## TUGAS LATIHAN 1
Menurut teks bacaan tentang Yaman di bawah, berapa jet tempur dan personel yang dikerahkan Saudi bersama negara koalisinya?

##### TEKS BACAAN #####

Jumat 27 Mar 2015 14:18 WIB

Masa Depan Yaman

Red: operator

REPUBLIKA.CO.ID, Arab Saudi bersama sembilan negara lainnya mengambil keputusan yang cukup mengejutkan. Pada Rabu (25/3) malam waktu Washington, Amerika Serikat, atau Kamis (26/3) WIB, Duta Besar Arab Saudi untuk Amerika Serikat Adel al-Jubeir mengumumkan keputusan negaranya untuk menggempur kelompok pemberontak Houthi yang kini menguasai ibu kota Yaman dan daerah sekitarnya.

Kendati pengumuman penyerangan itu dilakukan di Washington, Saudi menegaskan bahwa Amerika Serikat sama sekali tidak berperan dalam penyerangan ini. Langkah Arab Saudi ini memang bukan main-main.

Dilaporkan, Saudi bersama sembilan negara koalisi lainnya—yakni Kuwait, Bahrain, Uni Emirat Arab, Qatar, Yordania, Mesir, Sudan, Pakistan, dan Maroko—mengerahkan 100 jet tempur dan 150 ribu personel. Mereka dikerahkan untuk menyerang basis-basis pertahanan kelompok Houthi, yang diklaim Saudi, dengan alasan untuk menjaga pemerintahan yang sah dan menghentikan upaya Houthi menguasai sepenuhnya Yaman.

##### DAFTAR TERSEDIA #####

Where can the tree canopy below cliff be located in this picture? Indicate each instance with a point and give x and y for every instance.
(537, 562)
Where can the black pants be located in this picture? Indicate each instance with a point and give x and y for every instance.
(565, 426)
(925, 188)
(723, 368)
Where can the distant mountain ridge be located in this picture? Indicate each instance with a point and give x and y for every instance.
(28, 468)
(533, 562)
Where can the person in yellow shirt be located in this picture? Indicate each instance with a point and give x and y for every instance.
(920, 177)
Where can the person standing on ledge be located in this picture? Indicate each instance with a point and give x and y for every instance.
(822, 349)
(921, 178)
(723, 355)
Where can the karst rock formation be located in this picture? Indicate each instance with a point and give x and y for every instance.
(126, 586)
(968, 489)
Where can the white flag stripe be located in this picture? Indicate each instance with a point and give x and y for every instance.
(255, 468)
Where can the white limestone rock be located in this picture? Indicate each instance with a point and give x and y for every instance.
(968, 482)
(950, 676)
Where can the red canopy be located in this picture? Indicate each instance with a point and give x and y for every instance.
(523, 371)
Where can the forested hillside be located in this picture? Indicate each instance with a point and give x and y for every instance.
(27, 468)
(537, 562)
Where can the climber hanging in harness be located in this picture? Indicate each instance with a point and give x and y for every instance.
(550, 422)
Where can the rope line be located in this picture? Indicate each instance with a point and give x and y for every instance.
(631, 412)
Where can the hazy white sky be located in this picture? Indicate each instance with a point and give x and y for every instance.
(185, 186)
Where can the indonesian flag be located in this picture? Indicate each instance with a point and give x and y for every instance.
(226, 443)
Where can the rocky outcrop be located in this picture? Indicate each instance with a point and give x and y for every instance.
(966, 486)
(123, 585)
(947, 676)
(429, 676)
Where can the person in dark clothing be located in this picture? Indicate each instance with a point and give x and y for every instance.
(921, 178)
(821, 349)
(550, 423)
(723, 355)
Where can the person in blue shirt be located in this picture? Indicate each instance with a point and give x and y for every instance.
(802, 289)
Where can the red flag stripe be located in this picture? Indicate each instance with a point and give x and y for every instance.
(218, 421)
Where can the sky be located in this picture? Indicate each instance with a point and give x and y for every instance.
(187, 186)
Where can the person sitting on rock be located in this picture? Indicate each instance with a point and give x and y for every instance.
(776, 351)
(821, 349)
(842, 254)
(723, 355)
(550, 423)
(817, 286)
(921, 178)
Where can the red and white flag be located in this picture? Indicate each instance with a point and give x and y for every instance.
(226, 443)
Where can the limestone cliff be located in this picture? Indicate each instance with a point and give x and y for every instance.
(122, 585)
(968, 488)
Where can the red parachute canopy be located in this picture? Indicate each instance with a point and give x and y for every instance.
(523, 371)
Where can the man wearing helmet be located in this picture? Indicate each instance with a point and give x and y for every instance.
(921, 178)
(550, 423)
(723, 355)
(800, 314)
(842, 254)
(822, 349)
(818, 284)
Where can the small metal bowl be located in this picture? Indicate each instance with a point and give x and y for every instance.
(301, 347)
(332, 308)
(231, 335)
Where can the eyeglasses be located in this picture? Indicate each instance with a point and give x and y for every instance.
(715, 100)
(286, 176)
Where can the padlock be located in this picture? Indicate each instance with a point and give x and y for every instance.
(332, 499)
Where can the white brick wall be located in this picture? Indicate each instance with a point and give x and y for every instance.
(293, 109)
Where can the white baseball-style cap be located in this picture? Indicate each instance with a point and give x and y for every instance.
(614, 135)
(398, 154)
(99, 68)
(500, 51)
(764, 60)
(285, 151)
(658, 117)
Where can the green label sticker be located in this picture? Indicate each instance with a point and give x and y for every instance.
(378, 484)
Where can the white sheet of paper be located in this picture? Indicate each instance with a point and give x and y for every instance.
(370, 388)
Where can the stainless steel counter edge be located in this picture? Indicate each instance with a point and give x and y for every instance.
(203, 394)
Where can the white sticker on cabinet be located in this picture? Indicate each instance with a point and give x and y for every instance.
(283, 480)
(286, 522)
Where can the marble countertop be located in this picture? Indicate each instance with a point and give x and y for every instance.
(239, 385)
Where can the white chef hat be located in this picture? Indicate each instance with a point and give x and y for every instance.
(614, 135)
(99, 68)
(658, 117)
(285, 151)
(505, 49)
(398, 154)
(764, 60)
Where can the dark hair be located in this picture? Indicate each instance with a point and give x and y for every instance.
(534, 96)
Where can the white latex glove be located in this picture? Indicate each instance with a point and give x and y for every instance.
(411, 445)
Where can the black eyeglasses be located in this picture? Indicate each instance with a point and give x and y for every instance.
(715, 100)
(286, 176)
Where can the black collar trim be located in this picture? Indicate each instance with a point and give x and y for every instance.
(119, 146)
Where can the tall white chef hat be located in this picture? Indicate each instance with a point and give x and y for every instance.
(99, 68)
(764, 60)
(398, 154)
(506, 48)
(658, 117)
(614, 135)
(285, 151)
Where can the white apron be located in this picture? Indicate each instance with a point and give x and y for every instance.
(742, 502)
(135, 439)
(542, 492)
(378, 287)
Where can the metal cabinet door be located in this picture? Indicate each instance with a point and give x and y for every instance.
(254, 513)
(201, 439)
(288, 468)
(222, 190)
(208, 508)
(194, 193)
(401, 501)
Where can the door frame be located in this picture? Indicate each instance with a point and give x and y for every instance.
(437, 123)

#####

## TUGAS LATIHAN 2
Sebutkan jumlah baris dalam daftar di atas yang memuat kata "sticker", dengan huruf besar dan kecil dibedakan. Jawab hanya dengan angkanya.

## HASIL TUGAS 1
100 jet tempur dan 150 ribu personel.

## HASIL TUGAS 2
2